(Labeling and segmentation records)
★ ★ ★ ★ ★
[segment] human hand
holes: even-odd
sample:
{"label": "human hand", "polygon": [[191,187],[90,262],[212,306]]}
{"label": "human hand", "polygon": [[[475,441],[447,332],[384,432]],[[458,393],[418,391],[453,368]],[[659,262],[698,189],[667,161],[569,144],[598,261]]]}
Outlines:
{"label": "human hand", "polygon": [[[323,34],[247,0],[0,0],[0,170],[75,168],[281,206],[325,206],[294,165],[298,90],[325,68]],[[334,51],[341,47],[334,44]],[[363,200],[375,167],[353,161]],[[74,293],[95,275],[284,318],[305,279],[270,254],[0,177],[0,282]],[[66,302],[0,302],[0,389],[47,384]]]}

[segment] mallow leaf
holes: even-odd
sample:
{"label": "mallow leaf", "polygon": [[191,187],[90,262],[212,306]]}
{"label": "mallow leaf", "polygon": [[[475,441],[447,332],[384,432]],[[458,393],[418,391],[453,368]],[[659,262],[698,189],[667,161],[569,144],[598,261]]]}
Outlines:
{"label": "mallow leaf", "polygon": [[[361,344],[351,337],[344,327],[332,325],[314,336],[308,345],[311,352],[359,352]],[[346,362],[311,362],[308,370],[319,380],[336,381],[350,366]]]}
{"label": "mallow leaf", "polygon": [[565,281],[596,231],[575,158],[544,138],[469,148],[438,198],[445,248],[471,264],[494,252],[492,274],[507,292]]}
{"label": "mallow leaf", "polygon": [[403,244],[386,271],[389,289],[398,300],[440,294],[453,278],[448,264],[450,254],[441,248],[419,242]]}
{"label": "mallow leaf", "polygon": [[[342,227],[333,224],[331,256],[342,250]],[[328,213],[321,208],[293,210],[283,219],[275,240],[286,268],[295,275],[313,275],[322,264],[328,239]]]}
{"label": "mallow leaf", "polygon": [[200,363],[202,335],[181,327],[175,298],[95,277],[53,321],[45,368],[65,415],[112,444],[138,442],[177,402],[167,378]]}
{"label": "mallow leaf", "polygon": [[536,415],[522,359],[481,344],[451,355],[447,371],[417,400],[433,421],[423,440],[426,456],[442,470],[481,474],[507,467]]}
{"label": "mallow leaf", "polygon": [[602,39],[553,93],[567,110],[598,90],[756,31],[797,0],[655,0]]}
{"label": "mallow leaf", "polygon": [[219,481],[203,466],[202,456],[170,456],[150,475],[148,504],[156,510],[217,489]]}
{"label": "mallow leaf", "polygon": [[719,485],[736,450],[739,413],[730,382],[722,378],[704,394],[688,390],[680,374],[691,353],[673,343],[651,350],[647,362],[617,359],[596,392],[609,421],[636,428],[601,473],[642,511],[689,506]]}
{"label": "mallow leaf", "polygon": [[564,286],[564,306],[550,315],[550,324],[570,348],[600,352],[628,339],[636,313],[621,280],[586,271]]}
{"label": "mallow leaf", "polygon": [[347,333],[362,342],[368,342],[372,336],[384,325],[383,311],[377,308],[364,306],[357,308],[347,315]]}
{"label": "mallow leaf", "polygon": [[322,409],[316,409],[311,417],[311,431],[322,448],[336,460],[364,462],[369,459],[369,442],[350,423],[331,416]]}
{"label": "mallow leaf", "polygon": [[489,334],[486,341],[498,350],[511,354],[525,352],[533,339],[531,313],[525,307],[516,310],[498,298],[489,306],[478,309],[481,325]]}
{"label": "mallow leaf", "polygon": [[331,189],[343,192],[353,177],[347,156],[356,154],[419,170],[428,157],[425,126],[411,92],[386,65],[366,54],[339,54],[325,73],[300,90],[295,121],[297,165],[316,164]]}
★ ★ ★ ★ ★
Required work. Retype the entries exactly, including every line.

Solution for this task.
[segment] human hand
holes: even-odd
sample:
{"label": "human hand", "polygon": [[191,187],[90,262],[212,306]]}
{"label": "human hand", "polygon": [[[475,441],[447,332],[384,432]],[[458,393],[418,391],[453,368]],[[659,262],[698,189],[667,161],[569,144],[598,261]]]}
Outlines:
{"label": "human hand", "polygon": [[[323,34],[247,0],[0,0],[0,170],[75,168],[281,206],[325,206],[294,165],[298,90],[325,68]],[[334,51],[341,47],[334,44]],[[363,200],[375,167],[353,161]],[[74,293],[95,275],[284,318],[305,279],[270,254],[0,177],[0,282]],[[66,302],[0,302],[0,389],[47,384]]]}

[segment] mallow leaf
holes: even-odd
sample:
{"label": "mallow leaf", "polygon": [[191,187],[90,262],[212,306]]}
{"label": "mallow leaf", "polygon": [[[475,441],[447,332],[384,432]],[[458,393],[418,391],[453,368]],[[659,262],[698,189],[667,161],[569,144],[598,261]]]}
Outlines:
{"label": "mallow leaf", "polygon": [[[361,344],[351,337],[344,327],[332,325],[314,336],[308,345],[311,352],[359,352]],[[346,362],[311,362],[308,370],[319,380],[336,381],[350,366]]]}
{"label": "mallow leaf", "polygon": [[565,281],[596,231],[575,158],[544,138],[469,148],[438,198],[445,248],[471,264],[494,252],[492,274],[507,292]]}
{"label": "mallow leaf", "polygon": [[403,244],[386,271],[389,289],[398,300],[440,294],[453,278],[448,264],[450,254],[441,248],[419,242]]}
{"label": "mallow leaf", "polygon": [[[342,227],[333,224],[331,256],[342,250]],[[328,213],[321,208],[293,210],[283,219],[275,240],[286,268],[295,275],[313,275],[322,264],[328,239]]]}
{"label": "mallow leaf", "polygon": [[200,363],[202,335],[181,327],[175,298],[95,277],[53,321],[45,368],[65,415],[112,444],[138,442],[177,402],[167,378]]}
{"label": "mallow leaf", "polygon": [[536,415],[522,359],[481,344],[451,355],[447,371],[417,400],[433,421],[423,440],[426,456],[442,470],[481,474],[507,467]]}
{"label": "mallow leaf", "polygon": [[602,39],[553,93],[567,110],[598,90],[756,31],[797,0],[655,0]]}
{"label": "mallow leaf", "polygon": [[219,481],[203,466],[202,456],[170,456],[150,475],[148,504],[156,510],[217,489]]}
{"label": "mallow leaf", "polygon": [[719,485],[736,450],[739,413],[730,382],[722,378],[704,394],[688,390],[680,374],[691,353],[673,343],[651,350],[647,362],[617,359],[596,392],[609,421],[636,428],[601,473],[642,511],[689,506]]}
{"label": "mallow leaf", "polygon": [[564,286],[564,306],[550,315],[550,324],[570,348],[600,352],[628,339],[636,313],[621,280],[586,271]]}
{"label": "mallow leaf", "polygon": [[347,333],[362,342],[368,342],[372,336],[384,325],[383,311],[377,308],[364,306],[357,308],[347,315]]}
{"label": "mallow leaf", "polygon": [[322,409],[316,409],[311,417],[311,431],[322,448],[336,460],[364,462],[369,459],[369,442],[350,423],[331,416]]}
{"label": "mallow leaf", "polygon": [[489,334],[486,341],[498,350],[511,354],[525,352],[533,339],[531,313],[525,307],[516,310],[498,298],[489,306],[478,309],[481,325]]}
{"label": "mallow leaf", "polygon": [[331,189],[343,192],[353,177],[347,156],[356,154],[419,170],[428,157],[425,126],[411,92],[386,65],[366,54],[339,54],[325,73],[300,90],[295,121],[297,165],[316,164]]}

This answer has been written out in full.